"""

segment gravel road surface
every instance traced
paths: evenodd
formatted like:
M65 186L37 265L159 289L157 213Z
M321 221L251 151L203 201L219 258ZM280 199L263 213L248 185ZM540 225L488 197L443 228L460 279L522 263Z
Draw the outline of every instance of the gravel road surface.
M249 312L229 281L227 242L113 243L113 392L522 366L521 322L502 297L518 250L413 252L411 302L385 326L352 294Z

"""

Each entry above should be written again exactly.

◆ SOLUTION TO THE PROBLEM ◆
segment gravel road surface
every instance traced
paths: evenodd
formatted like:
M65 186L37 265L159 289L157 213Z
M321 221L251 151L203 201L219 258ZM280 199L263 213L248 185ZM540 225L488 197L443 228L460 279L522 263Z
Draw the outline of every instance of the gravel road surface.
M249 312L229 281L227 242L113 243L113 392L522 366L521 322L502 297L518 250L413 252L411 302L385 326L352 294Z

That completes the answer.